PAGE EXTRACT:
********

Friday, 21 December 2012
THE FEAR OF REACHING OUT TO OTHERS.
I once continued to wait for my father to come. When he was there, when he turned up, everything was fun, then suddenly he was gone again, this kept me locked to the illusion that people would come, that others would help me, love me. Yet, what I was unable to grasp for a long time is that everyone else feels the same way as me. Everyone else is afraid to ask for the same things as I was.
I continued waiting for people that were ambivalent & unable to make a commitment to me. These issues surrounding this fear or uncertainty as to what to do to make my make a mark in the world has been down to the incredible loneliness, & depression, that came from the combined effects upon me by my parents that I experienced as a child. Continually waiting for my father to turn up to take me somewhere, & then realising that he probably would not arrive, combined with the added disability of my mothers neurosis as an added influence upon me, I grew up without the conviction of a life full of passion. I grew up quiet, alone, & never really sure enough of anyone to believe in myself enough. My sense of self was very much tied up with others impressions of me. I relied heavily upon others for confirmation because I simply did not receive the relevant confirmation from those that I needed it from. A passive mother, & a dominant father, who was ambivalent & dismissive of me, & without the encouragement or support from either of them, I grew up afraid & unable to cope to much purpose in the world that I so wanted to be a part of. I would watch helplessly, without self-empowerment, as others got on with making a life for themselves. Then as I struggled my way through my twenties, my beloved brother was killed by a hit & run driver. Like an animal, he was tossed alongside the road, later to be found by a lady who lived outside the place where he was killed. Naturally, with the coping mechanism I had in place at 28 years of age, I did not cope, & went into full depression. Again, as my parents coping mechanisms were not effective, they too deteriorated. My father hid behind an even greater wall of narcissism, & my mother also stepped up her ante & found she had a voice.

********

SUPPLIED DATA:

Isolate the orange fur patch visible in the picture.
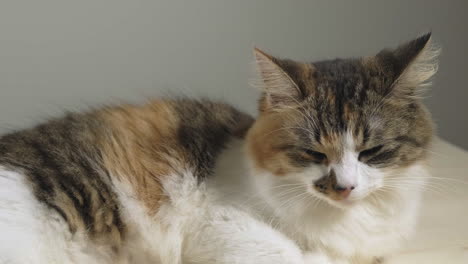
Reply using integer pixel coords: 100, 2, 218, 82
101, 101, 184, 212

********

REQUIRED WORK: Reproduce the blog post about the fear of reaching out to others word for word, in full.

SOLUTION FOR THIS PROBLEM:
Friday, 21 December 2012
THE FEAR OF REACHING OUT TO OTHERS.
I once continued to wait for my father to come. When he was there, when he turned up, everything was fun, then suddenly he was gone again, this kept me locked to the illusion that people would come, that others would help me, love me. Yet, what I was unable to grasp for a long time is that everyone else feels the same way as me. Everyone else is afraid to ask for the same things as I was.
I continued waiting for people that were ambivalent & unable to make a commitment to me. These issues surrounding this fear or uncertainty as to what to do to make my make a mark in the world has been down to the incredible loneliness, & depression, that came from the combined effects upon me by my parents that I experienced as a child. Continually waiting for my father to turn up to take me somewhere, & then realising that he probably would not arrive, combined with the added disability of my mothers neurosis as an added influence upon me, I grew up without the conviction of a life full of passion. I grew up quiet, alone, & never really sure enough of anyone to believe in myself enough. My sense of self was very much tied up with others impressions of me. I relied heavily upon others for confirmation because I simply did not receive the relevant confirmation from those that I needed it from. A passive mother, & a dominant father, who was ambivalent & dismissive of me, & without the encouragement or support from either of them, I grew up afraid & unable to cope to much purpose in the world that I so wanted to be a part of. I would watch helplessly, without self-empowerment, as others got on with making a life for themselves. Then as I struggled my way through my twenties, my beloved brother was killed by a hit & run driver. Like an animal, he was tossed alongside the road, later to be found by a lady who lived outside the place where he was killed. Naturally, with the coping mechanism I had in place at 28 years of age, I did not cope, & went into full depression. Again, as my parents coping mechanisms were not effective, they too deteriorated. My father hid behind an even greater wall of narcissism, & my mother also stepped up her ante & found she had a voice.